(Beginning of PASSAGE FOR REVIEW)
Texas Asks Supreme Court to Delay Next Week’s Electoral College Vote over Four States’ Voting Irregularities

The Attorney General of Texas, Ken Paxton, today announced the filing of a lawsuit by his state in the U.S. Supreme Court against the Commonwealth of Pennsylvania, as well as the states of Wisconsin, Michigan and Georgia over voting irregularities which he says have denied the constitutional rights of Texans and all Americans to a free and fair presidential election.

“Trust in the integrity of our election processes is sacrosanct and binds our citizenry and the States in this Union together,” said Paxton in a news release announcing the filing of the lawsuit. “Georgia, Michigan, Pennsylvania and Wisconsin destroyed that trust and compromised the security and integrity of the 2020 election. The states violated statutes enacted by their duly elected legislatures, thereby violating the Constitution. By ignoring both state and federal law, these states have not only tainted the integrity of their own citizens’ vote, but of Texas and every other state that held lawful elections. Their failure to abide by the rule of law casts a dark shadow of doubt over the outcome of the entire election. We now ask that the Supreme Court step in to correct this egregious error.”

Both the U.S. Constitution as well as federal statutes guarantee that the election process will be controlled only by state legislatures.

The “Electors Clause” of the Constitution – Article II, Section 1, Clause 2 – states:

“Each State shall appoint, in such Manner as the Legislature thereof may direct, a Number of Electors, equal to the whole Number of Senators and Representatives to which the State may be entitled in the Congress: but no Senator or Representative, or Person holding an Office of Trust or Profit under the United States, shall be appointed an Elector.”
(End of PASSAGE FOR REVIEW)
■ WORK REQUEST:
Answer these questions about the article on the Texas lawsuit:
1. Which four states does the lawsuit name?
2. In what did Paxton make his quoted statement?
3. Which article, section and clause of the Constitution is the "Electors Clause"?
(Beginning of DATASET ENTRIES)
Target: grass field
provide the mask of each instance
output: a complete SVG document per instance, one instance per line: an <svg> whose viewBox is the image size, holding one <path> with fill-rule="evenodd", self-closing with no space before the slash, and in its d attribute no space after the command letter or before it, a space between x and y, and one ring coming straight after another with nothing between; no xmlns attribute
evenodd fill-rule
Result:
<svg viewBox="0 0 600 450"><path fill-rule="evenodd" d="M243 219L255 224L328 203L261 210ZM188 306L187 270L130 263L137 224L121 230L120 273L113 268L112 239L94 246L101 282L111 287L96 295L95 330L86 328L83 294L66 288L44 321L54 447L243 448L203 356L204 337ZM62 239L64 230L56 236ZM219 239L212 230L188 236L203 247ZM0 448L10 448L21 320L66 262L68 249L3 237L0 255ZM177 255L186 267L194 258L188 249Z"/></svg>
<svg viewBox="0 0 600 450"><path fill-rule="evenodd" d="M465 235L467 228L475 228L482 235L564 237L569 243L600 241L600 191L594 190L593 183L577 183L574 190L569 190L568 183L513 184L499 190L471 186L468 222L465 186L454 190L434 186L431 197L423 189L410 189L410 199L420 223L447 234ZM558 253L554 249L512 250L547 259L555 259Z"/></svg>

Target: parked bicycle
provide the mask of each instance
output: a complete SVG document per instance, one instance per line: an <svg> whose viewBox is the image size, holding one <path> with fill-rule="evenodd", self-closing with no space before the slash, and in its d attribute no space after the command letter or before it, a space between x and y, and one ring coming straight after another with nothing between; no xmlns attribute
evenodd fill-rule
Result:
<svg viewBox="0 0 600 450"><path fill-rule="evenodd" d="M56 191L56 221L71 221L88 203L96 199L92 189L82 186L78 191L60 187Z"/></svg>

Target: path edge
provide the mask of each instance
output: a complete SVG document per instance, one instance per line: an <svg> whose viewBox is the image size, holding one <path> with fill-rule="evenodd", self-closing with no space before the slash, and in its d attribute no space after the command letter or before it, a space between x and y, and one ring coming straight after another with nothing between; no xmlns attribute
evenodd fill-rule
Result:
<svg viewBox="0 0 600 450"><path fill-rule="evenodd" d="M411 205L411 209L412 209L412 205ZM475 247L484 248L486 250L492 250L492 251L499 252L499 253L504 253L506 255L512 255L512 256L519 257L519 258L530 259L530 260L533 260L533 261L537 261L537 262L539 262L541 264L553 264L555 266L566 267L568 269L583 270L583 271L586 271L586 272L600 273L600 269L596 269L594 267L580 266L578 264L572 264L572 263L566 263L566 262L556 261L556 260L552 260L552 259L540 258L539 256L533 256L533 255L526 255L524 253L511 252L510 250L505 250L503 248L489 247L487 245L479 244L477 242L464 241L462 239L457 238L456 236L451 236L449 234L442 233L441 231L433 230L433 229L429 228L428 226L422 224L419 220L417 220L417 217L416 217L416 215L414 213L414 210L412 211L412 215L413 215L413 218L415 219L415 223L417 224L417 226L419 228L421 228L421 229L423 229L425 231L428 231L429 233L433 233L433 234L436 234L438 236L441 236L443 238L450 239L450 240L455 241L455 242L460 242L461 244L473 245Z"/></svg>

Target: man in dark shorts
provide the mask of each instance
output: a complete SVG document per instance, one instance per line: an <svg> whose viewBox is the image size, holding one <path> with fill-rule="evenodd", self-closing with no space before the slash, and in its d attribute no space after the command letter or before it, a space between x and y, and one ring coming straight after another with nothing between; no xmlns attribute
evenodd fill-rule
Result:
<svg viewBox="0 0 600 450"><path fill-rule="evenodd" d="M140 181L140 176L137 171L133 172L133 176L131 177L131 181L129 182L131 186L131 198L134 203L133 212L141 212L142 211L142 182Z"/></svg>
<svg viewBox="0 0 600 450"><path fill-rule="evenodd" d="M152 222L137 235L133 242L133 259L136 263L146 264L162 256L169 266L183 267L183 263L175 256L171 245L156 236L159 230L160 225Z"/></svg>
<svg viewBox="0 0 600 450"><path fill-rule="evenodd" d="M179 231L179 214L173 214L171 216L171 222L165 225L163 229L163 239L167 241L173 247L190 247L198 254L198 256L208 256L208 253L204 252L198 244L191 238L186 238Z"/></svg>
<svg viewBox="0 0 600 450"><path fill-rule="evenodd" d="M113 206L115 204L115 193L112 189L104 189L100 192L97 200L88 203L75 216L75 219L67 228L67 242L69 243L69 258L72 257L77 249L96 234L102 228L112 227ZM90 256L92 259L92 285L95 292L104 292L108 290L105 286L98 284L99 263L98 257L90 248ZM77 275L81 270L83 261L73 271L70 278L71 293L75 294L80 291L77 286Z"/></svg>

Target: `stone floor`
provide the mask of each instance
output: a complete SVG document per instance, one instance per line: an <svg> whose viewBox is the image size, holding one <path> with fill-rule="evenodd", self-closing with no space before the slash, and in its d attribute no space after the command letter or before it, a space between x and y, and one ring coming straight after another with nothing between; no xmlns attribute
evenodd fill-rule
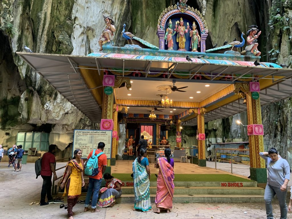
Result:
<svg viewBox="0 0 292 219"><path fill-rule="evenodd" d="M208 162L207 162L208 163ZM211 163L211 162L210 162ZM57 168L64 165L64 163L57 164ZM229 164L230 165L230 164ZM212 164L207 164L207 165ZM225 165L227 165L227 164ZM66 218L66 210L60 208L59 205L50 204L40 206L29 203L39 201L42 183L41 178L35 179L34 164L29 163L22 167L21 172L12 172L12 168L8 164L0 164L0 218ZM240 166L243 165L240 165ZM239 166L239 165L238 166ZM223 169L226 166L220 167ZM213 171L214 171L213 170ZM246 170L242 170L245 173ZM57 172L58 176L63 170ZM247 172L245 175L248 174ZM84 199L81 197L80 199ZM277 201L277 200L276 200ZM65 204L67 201L65 199ZM280 210L277 201L273 204L274 216L280 218ZM133 211L133 205L118 203L106 208L101 208L100 212L84 212L84 206L77 204L73 208L78 218L217 218L218 219L264 219L266 218L265 205L263 203L174 203L171 212L167 214L163 212L157 214L151 211L143 213ZM152 208L155 204L152 203ZM288 218L292 218L292 213L288 212Z"/></svg>

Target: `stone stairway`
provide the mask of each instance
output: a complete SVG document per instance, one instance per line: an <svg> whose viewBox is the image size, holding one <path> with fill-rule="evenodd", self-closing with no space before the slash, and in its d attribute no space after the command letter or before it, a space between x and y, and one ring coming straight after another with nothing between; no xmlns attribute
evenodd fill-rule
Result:
<svg viewBox="0 0 292 219"><path fill-rule="evenodd" d="M133 183L132 182L132 183ZM151 202L154 201L156 182L150 182ZM265 189L257 187L256 182L175 182L173 202L239 202L264 201ZM118 202L134 203L133 186L122 187L122 196ZM131 185L128 183L128 185Z"/></svg>

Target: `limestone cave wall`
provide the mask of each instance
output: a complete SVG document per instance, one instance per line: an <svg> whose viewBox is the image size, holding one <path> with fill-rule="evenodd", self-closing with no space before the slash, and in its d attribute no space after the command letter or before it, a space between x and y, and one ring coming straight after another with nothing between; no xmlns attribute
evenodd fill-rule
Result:
<svg viewBox="0 0 292 219"><path fill-rule="evenodd" d="M125 43L124 39L119 33L125 23L127 30L157 46L156 30L158 18L166 7L176 4L177 1L0 1L0 42L2 43L0 44L0 143L10 145L15 143L18 132L41 131L45 124L51 124L50 128L47 126L47 129L57 134L71 133L77 127L97 127L97 124L93 123L32 70L16 54L16 51L23 51L23 47L26 45L38 53L82 55L97 52L99 49L98 39L104 27L103 13L110 15L115 21L115 45L122 46ZM207 21L209 36L206 49L215 43L220 45L225 41L230 42L234 38L239 39L240 33L246 33L248 26L256 24L263 32L259 40L263 56L261 60L269 60L291 66L291 0L234 0L232 2L232 4L217 0L187 2L191 7L201 11ZM285 103L280 102L280 106L278 108L275 107L275 110L284 107L285 105L282 106L281 104ZM275 112L274 116L277 113ZM279 117L277 124L286 124L281 120L284 118ZM221 121L226 127L233 127L233 122L230 118ZM231 132L228 130L221 131L220 122L208 123L206 130L209 132L208 134L211 138L223 140L225 137L232 138L239 131L238 129L241 128L232 129ZM278 140L281 139L278 142L279 147L283 147L281 150L284 151L287 148L289 150L291 146L289 147L288 145L290 145L290 141L286 141L286 144L282 139L284 136L282 136L280 131L282 130L279 125L270 127L269 130L272 134L265 138L265 142L275 143L273 141L276 140L271 139L276 133ZM63 146L67 143L64 142ZM287 148L284 147L285 144Z"/></svg>

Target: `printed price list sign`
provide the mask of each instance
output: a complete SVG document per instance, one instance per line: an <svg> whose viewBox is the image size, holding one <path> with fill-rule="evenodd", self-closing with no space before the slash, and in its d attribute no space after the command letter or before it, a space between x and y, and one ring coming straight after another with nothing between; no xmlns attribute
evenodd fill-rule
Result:
<svg viewBox="0 0 292 219"><path fill-rule="evenodd" d="M97 149L98 143L101 142L105 144L104 153L108 159L110 158L112 132L103 130L74 130L72 153L76 149L80 149L82 157L86 158L91 151Z"/></svg>

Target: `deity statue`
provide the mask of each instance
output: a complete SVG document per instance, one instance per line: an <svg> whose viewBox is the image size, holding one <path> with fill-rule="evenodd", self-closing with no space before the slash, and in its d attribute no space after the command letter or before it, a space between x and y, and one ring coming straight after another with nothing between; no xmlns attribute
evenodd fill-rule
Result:
<svg viewBox="0 0 292 219"><path fill-rule="evenodd" d="M247 37L246 37L246 42L247 45L245 47L245 51L247 52L250 51L252 54L256 56L258 56L260 55L261 52L258 49L258 44L257 42L258 40L255 40L258 38L262 32L260 31L257 35L258 30L255 27L253 27L247 31Z"/></svg>
<svg viewBox="0 0 292 219"><path fill-rule="evenodd" d="M178 23L179 23L179 26L178 27L177 25ZM176 22L175 23L175 28L174 29L174 31L176 31L178 34L176 36L176 42L178 43L178 48L179 49L178 50L179 51L186 51L185 46L185 34L187 32L190 28L189 23L187 23L187 27L186 29L183 25L183 20L182 18L180 18L179 22L178 21Z"/></svg>
<svg viewBox="0 0 292 219"><path fill-rule="evenodd" d="M175 34L175 32L173 32L172 29L172 22L171 20L169 20L168 22L168 28L166 29L165 32L165 36L164 36L164 39L165 44L167 45L168 50L172 50L173 46L173 41L172 39L172 36Z"/></svg>
<svg viewBox="0 0 292 219"><path fill-rule="evenodd" d="M107 42L110 42L114 39L114 32L116 32L114 26L114 21L109 16L105 17L105 28L102 31L102 33L98 40L98 44L100 47L100 51L102 50L102 45Z"/></svg>
<svg viewBox="0 0 292 219"><path fill-rule="evenodd" d="M195 22L193 22L192 26L193 29L190 29L190 36L192 38L191 41L191 45L190 48L192 49L192 52L197 52L197 49L200 47L200 42L201 41L201 37L199 35L198 30L196 29L196 24Z"/></svg>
(End of DATASET ENTRIES)
■ FINAL ANSWER:
1. Pennsylvania, Wisconsin, Michigan and Georgia.
2. A news release announcing the filing of the lawsuit.
3. Article II, Section 1, Clause 2.